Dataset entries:
###

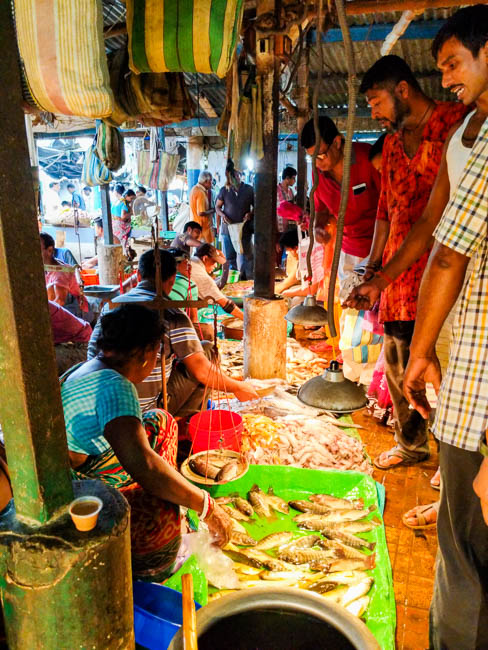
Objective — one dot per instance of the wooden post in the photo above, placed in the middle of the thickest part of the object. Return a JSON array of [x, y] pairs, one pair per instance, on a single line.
[[108, 236], [109, 263], [267, 66], [59, 588], [302, 117]]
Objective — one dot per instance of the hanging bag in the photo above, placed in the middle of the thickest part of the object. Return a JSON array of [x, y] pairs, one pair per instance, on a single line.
[[183, 35], [63, 54], [94, 171]]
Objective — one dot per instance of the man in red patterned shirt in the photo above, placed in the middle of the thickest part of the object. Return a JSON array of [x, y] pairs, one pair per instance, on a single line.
[[418, 127]]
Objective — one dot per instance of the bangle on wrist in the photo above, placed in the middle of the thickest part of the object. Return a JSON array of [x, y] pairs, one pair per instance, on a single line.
[[208, 506], [384, 276]]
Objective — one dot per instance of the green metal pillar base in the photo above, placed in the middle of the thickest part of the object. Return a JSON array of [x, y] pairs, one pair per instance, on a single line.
[[61, 588]]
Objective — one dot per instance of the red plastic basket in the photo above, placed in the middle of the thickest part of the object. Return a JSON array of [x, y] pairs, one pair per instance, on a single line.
[[216, 429]]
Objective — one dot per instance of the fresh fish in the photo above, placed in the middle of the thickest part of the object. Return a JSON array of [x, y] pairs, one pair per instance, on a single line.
[[347, 538], [229, 471], [200, 466], [345, 551], [307, 541], [308, 506], [282, 575], [344, 577], [234, 513], [365, 563], [274, 540], [277, 503], [356, 591], [222, 501], [358, 607], [240, 557], [334, 503], [242, 539], [258, 502], [243, 506], [304, 556], [348, 515], [246, 569], [323, 587], [353, 527]]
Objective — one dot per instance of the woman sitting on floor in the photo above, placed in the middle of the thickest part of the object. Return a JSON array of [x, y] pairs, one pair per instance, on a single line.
[[109, 440]]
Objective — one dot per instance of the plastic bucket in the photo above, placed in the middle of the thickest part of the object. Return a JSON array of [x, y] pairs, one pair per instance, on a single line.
[[157, 614], [90, 277], [216, 429]]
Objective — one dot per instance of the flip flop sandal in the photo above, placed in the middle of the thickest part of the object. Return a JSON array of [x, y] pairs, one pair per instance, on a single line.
[[423, 524], [406, 460], [435, 486]]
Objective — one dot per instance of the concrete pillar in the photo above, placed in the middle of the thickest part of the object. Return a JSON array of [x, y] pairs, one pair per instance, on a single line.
[[109, 263], [194, 155], [61, 588], [265, 338]]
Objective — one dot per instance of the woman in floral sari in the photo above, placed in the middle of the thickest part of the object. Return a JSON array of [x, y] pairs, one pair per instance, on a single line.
[[109, 440]]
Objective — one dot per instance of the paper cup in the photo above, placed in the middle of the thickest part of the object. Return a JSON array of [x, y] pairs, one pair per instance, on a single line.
[[84, 512]]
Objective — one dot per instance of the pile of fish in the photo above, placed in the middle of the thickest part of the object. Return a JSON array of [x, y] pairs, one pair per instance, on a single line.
[[215, 466], [301, 441], [326, 555], [301, 364]]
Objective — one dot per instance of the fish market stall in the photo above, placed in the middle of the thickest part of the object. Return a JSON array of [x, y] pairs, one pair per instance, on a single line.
[[309, 530]]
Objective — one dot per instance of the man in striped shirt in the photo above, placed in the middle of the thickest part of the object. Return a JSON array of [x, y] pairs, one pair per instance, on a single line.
[[459, 611], [188, 368]]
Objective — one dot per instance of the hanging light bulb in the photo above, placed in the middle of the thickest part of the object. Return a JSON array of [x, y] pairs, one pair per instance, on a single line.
[[331, 391], [308, 313]]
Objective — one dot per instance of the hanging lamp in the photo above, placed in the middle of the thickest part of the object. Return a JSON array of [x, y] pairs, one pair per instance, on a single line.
[[308, 313], [331, 391]]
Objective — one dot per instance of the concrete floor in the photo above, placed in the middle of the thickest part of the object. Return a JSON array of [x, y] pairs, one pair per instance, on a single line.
[[412, 555]]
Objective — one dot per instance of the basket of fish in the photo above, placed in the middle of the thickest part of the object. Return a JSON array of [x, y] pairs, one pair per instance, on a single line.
[[313, 530], [214, 467]]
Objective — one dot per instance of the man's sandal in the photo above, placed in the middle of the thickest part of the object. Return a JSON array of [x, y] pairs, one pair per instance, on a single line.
[[419, 513]]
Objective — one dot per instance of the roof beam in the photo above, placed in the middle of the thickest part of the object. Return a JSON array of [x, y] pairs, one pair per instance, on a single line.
[[356, 7], [421, 29]]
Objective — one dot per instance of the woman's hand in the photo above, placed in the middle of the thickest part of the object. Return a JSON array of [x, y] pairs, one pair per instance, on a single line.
[[245, 392], [219, 525]]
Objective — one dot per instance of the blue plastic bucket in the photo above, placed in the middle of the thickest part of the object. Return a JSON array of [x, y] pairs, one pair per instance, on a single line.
[[158, 613]]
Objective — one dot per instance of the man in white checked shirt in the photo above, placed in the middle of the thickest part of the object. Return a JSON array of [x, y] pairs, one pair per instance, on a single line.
[[459, 611]]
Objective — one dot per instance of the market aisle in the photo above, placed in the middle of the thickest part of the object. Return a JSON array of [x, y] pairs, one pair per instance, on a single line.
[[412, 555]]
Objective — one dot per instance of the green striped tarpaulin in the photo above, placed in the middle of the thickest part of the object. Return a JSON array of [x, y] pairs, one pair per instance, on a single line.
[[183, 35]]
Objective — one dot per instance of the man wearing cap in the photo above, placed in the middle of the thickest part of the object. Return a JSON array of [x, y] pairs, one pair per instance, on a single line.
[[364, 192], [234, 208], [203, 263]]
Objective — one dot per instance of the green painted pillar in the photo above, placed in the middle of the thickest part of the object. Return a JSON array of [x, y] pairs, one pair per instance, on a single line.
[[59, 588]]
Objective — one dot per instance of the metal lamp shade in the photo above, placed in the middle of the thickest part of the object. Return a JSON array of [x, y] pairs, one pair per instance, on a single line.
[[308, 313], [331, 391]]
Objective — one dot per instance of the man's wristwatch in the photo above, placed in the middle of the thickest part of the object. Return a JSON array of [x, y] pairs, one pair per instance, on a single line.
[[483, 448]]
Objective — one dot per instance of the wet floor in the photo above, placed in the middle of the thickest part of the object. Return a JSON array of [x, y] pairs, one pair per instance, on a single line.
[[412, 554]]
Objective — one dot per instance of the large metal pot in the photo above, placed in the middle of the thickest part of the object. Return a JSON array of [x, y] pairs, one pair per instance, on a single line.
[[278, 617]]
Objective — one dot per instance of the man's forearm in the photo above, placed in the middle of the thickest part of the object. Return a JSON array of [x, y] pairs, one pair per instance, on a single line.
[[441, 284]]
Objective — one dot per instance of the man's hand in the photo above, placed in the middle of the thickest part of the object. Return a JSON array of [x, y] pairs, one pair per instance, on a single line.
[[364, 295], [421, 371], [480, 487], [219, 525], [245, 392]]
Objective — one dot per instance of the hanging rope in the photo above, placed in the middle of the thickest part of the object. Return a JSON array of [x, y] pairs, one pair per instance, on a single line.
[[351, 113]]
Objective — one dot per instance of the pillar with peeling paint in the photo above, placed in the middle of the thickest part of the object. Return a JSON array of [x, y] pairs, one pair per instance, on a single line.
[[59, 588]]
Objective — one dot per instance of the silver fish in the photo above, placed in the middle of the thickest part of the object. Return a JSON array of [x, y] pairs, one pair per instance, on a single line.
[[274, 540], [229, 471], [258, 502], [334, 503], [243, 506]]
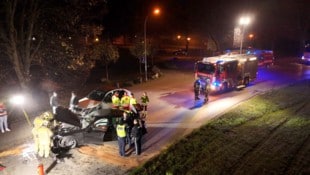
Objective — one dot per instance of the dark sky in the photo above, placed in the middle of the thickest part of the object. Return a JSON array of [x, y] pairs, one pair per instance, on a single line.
[[272, 20]]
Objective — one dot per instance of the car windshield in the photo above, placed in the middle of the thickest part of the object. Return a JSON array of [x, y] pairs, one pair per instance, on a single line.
[[96, 95], [205, 68]]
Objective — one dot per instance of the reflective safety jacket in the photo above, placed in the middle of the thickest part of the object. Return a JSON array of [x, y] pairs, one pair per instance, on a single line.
[[115, 100], [121, 130], [125, 100]]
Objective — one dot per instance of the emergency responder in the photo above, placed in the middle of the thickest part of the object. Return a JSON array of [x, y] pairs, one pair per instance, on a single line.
[[206, 94], [121, 137], [128, 120], [44, 135], [197, 86], [37, 123], [54, 102], [73, 102], [125, 101], [115, 100], [3, 118], [136, 134], [144, 102]]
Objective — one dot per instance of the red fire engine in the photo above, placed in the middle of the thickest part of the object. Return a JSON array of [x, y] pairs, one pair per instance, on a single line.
[[222, 72]]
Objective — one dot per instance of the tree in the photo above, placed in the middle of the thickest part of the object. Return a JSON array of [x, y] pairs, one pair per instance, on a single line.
[[17, 35], [106, 52], [137, 50], [35, 32]]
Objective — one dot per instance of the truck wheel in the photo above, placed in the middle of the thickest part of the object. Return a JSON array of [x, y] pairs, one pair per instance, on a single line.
[[68, 142], [225, 87], [246, 81]]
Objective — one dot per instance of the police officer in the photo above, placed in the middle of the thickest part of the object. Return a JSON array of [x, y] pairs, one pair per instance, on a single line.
[[125, 101], [137, 136], [43, 136], [37, 123], [121, 137], [115, 100], [197, 86]]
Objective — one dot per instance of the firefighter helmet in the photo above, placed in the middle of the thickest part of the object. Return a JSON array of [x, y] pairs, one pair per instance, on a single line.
[[38, 121], [47, 115]]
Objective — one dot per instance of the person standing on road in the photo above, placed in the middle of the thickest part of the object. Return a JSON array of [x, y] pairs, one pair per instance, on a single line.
[[44, 135], [3, 118], [73, 102], [121, 137], [125, 101], [137, 136], [115, 100], [144, 102], [197, 86], [127, 118], [54, 102], [37, 123]]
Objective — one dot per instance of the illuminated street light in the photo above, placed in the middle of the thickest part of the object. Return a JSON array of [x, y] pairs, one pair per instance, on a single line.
[[244, 21], [156, 11], [19, 101]]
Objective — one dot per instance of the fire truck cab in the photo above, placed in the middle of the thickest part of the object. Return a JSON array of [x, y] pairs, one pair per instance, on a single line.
[[223, 72]]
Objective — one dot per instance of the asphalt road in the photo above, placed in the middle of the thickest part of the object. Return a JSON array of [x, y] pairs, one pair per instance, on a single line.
[[172, 114]]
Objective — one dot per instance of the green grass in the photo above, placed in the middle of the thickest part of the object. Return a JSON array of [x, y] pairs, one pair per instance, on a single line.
[[268, 134]]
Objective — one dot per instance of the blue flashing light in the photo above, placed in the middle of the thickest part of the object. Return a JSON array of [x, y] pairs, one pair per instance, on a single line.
[[217, 84]]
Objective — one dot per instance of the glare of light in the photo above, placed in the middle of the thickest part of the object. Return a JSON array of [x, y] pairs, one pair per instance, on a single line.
[[244, 21], [156, 11], [252, 58], [17, 100]]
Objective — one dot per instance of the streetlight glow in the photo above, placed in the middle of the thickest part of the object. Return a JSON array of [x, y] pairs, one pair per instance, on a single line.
[[18, 100], [243, 21], [156, 11]]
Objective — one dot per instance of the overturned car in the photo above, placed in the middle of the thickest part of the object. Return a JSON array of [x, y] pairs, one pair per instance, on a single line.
[[95, 117]]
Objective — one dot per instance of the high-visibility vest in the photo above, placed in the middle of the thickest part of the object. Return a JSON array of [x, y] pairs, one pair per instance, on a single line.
[[121, 130], [125, 100], [115, 100], [133, 101]]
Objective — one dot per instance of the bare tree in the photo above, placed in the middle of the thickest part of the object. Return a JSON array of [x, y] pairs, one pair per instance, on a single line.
[[105, 52], [17, 35]]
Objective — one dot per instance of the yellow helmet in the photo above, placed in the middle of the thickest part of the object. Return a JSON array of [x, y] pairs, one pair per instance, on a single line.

###

Exercise objective:
When the line containing "Objective — one dot per instance of the high-visibility" is found in the records above, restate it and every later line word for word through the last one, and nothing more.

Answer section:
Objective — one dot per instance of the high-visibility vest in the photo above, placed in the middle of the thickest part of the object. Return a JSON array of [x, y] pairs, one pair per instance, on a single line.
[[121, 130], [125, 100], [115, 100], [133, 101]]
Objective — one dot per instance of the bare tree in the photo above, placed in the middle of the thickest part of the object. Return a JSON array of [x, y] pairs, one pair per instance, on a single line.
[[105, 52], [17, 35]]
Objective — one dot per instance of the yellow helmet in the photo above, placed in the middle of the thickest part of the object. Return a JSON array of [x, y] pairs, one pair per instance, on a single line.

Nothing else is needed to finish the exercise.